[Data extracted from a collection]
◆ ◆ ◆
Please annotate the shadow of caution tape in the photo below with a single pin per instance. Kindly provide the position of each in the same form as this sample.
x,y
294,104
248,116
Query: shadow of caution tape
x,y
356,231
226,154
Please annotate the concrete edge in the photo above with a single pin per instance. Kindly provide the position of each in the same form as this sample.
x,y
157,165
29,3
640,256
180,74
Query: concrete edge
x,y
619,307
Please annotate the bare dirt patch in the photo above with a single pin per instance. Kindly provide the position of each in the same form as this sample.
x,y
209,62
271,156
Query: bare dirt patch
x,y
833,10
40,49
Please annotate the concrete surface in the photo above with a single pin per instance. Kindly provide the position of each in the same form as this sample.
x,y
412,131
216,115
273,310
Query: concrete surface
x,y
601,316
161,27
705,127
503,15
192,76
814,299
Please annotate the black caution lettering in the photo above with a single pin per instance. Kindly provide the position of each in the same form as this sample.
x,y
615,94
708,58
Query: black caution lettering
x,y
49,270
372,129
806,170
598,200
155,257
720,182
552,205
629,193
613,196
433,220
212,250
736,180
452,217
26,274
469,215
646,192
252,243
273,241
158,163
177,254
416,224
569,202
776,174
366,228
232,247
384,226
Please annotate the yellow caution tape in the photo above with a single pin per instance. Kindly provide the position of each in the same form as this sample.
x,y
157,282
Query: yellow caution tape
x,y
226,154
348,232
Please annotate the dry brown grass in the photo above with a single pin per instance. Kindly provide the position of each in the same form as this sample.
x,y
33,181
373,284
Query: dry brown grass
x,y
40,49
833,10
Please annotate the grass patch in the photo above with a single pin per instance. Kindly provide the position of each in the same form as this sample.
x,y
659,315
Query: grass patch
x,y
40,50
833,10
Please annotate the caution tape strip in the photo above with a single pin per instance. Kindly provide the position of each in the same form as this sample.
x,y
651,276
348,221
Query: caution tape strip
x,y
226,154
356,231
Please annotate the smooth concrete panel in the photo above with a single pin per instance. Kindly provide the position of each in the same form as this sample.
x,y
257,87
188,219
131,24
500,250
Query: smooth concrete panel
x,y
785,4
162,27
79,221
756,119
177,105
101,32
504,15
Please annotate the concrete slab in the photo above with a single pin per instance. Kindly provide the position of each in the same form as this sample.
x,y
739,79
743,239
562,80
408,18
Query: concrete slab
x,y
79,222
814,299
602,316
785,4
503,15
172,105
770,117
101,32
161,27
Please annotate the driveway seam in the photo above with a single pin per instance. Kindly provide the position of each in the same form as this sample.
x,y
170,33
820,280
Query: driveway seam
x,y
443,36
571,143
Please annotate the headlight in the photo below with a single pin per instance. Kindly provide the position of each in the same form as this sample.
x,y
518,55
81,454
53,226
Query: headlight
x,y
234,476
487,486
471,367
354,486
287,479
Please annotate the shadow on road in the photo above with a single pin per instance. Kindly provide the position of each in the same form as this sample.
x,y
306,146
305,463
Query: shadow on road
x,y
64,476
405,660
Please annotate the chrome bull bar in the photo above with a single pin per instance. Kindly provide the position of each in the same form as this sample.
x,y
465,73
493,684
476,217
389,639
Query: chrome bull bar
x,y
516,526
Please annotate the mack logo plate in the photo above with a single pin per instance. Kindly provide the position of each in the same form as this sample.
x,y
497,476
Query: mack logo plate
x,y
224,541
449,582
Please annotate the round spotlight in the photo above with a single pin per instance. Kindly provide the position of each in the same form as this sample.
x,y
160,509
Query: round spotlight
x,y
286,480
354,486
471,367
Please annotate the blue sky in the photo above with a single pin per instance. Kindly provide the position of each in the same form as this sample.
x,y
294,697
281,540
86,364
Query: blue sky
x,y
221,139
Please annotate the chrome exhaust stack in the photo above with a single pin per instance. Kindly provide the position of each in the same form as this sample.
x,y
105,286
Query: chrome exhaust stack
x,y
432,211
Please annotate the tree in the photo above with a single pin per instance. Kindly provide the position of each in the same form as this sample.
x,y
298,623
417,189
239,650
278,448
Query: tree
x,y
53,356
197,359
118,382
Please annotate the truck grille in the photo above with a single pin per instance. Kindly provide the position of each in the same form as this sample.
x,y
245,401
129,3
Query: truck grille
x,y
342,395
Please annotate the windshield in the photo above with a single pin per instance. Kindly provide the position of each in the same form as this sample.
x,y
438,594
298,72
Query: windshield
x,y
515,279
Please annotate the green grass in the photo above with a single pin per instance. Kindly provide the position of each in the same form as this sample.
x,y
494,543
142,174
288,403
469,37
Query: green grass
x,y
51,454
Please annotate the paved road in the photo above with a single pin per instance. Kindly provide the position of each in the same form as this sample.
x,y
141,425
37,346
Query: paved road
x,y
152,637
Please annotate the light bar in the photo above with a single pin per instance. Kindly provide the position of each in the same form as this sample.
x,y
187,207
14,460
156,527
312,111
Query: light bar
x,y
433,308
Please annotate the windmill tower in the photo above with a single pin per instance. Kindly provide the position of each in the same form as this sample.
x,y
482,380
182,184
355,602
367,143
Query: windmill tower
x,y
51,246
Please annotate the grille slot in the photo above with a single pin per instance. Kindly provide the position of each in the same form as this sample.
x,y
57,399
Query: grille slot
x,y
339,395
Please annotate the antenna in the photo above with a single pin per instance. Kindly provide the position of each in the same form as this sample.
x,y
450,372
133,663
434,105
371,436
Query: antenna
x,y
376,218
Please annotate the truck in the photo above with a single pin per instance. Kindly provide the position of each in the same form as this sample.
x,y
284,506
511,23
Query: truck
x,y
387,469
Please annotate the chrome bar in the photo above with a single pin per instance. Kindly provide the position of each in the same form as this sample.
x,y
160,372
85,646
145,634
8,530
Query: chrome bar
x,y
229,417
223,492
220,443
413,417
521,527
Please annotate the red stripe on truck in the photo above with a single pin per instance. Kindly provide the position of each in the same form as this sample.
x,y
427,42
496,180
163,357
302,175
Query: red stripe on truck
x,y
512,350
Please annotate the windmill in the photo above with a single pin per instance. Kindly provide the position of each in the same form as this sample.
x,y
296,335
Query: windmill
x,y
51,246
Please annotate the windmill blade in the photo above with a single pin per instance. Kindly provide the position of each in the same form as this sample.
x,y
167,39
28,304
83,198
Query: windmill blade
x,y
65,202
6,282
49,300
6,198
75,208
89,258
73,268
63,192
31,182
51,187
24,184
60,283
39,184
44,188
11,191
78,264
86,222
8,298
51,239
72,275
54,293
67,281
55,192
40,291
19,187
◆ ◆ ◆
What to work on:
Wherever the word "below" occurs in the data, copy that whole line.

Problem solution:
Please annotate the shadow of caution tape in the photo below with a single pin per instance. Kindly provide the position of each in the same form as this sample.
Please annotate the headlight in the photo below with a single pin per instance. Kindly provide the position of each in the same form as this sample.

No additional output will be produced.